_Input records_
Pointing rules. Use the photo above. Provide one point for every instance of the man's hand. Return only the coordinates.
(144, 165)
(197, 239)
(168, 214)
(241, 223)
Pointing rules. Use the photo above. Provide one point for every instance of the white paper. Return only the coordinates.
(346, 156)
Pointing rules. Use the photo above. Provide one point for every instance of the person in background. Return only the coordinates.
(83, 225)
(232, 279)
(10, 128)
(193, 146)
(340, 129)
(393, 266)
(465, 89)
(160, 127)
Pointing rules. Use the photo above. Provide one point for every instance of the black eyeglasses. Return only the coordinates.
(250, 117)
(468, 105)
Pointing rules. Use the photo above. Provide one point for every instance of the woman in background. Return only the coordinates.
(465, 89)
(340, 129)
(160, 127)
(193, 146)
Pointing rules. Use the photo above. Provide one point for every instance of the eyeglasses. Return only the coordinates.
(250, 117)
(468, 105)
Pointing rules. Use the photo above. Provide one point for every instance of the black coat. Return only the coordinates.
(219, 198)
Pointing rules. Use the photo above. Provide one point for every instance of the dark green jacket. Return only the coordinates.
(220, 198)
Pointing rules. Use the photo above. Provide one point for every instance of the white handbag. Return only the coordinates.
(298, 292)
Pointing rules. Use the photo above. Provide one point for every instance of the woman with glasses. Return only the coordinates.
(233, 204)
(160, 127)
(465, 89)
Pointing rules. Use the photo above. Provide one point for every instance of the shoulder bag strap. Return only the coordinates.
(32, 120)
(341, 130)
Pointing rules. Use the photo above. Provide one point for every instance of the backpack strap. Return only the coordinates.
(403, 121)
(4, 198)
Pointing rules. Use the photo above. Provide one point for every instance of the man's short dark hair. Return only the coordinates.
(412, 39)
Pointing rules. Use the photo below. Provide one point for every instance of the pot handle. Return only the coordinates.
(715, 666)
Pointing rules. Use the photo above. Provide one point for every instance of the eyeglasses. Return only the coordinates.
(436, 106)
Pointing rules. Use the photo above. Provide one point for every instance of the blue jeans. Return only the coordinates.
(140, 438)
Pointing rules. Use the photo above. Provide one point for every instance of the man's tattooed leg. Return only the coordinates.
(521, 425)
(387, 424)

_Exercise brief_
Render each line of the material above as a Markdown table with two columns, Row and Line. Number the rows in order and omit any blank lines.

_Reply_
| Row | Line |
|---|---|
| 1 | Pointing rules. Use the photo above. Provide one point for every instance of the man's hand. Return only the coordinates. |
| 2 | (144, 165) |
| 3 | (197, 239) |
| 4 | (168, 214) |
| 5 | (241, 223) |
| 6 | Pointing rules. Use the photo above. Provide one point for every instance of the white paper. Return only the coordinates. |
| 7 | (346, 156) |
| 8 | Pointing rules. Use the photo above. Provide one point for every instance of the person in background. Return only the coordinates. |
| 9 | (83, 225) |
| 10 | (232, 279) |
| 11 | (10, 128) |
| 12 | (193, 146) |
| 13 | (340, 129) |
| 14 | (393, 266) |
| 15 | (465, 89) |
| 16 | (160, 127) |
| 17 | Pointing rules. Use the photo above. Provide one point for every instance of the black eyeglasses. Return only the coordinates. |
| 18 | (250, 117) |
| 19 | (468, 105) |
| 20 | Pointing rules. Use the photo above. Provide one point for every instance of the woman in background. Return only the coordinates. |
| 21 | (465, 89) |
| 22 | (340, 129) |
| 23 | (160, 127) |
| 24 | (193, 146) |
| 25 | Pointing rules. Use the photo above. Provide one point for every instance of the eyeglasses. Return only the coordinates. |
| 26 | (250, 117) |
| 27 | (468, 105) |
| 28 | Pointing rules. Use the photo above. Provide one point for every instance of the black coat. Return only the coordinates. |
| 29 | (219, 198) |
| 30 | Pointing rules. Use the photo above. Provide one point for every instance of the dark green jacket. Return only the coordinates. |
| 31 | (220, 198) |
| 32 | Pointing rules. Use the photo above. Provide one point for every instance of the white handbag. Return only the coordinates. |
| 33 | (298, 292) |
| 34 | Pointing rules. Use the photo above. Provide one point for every instance of the woman with glasses. Return only the coordinates. |
| 35 | (233, 204) |
| 36 | (160, 127) |
| 37 | (465, 89) |
| 38 | Pointing rules. Use the photo above. Provide one point for every instance of the shoulder bag strap. Return only the coordinates. |
| 39 | (32, 120) |
| 40 | (341, 130) |
| 41 | Pointing rules. Use the photo above. Provide one point for every instance of the backpack strap. Return only the coordinates. |
| 42 | (403, 121) |
| 43 | (4, 198) |
| 44 | Pointing rules. Use the photo above. Provide one point for every instance of the man's short dark hair. Return only the coordinates. |
| 45 | (412, 39) |
| 46 | Pointing rules. Use the photo below. Provide one point for every instance of the pot handle. Return only the coordinates. |
| 47 | (715, 666) |
| 48 | Pointing rules. Use the photo above. Provide one point for every instance of the eyeglasses. Return only the coordinates. |
| 49 | (436, 106) |
| 50 | Pointing rules. Use the photo above. Provide one point for every instance of the blue jeans. Return only the coordinates. |
| 51 | (140, 438) |
| 52 | Pointing rules. Use the photo above. Provide one point for every instance of the man's tattooed leg. Return only the coordinates. |
| 53 | (521, 425) |
| 54 | (387, 424) |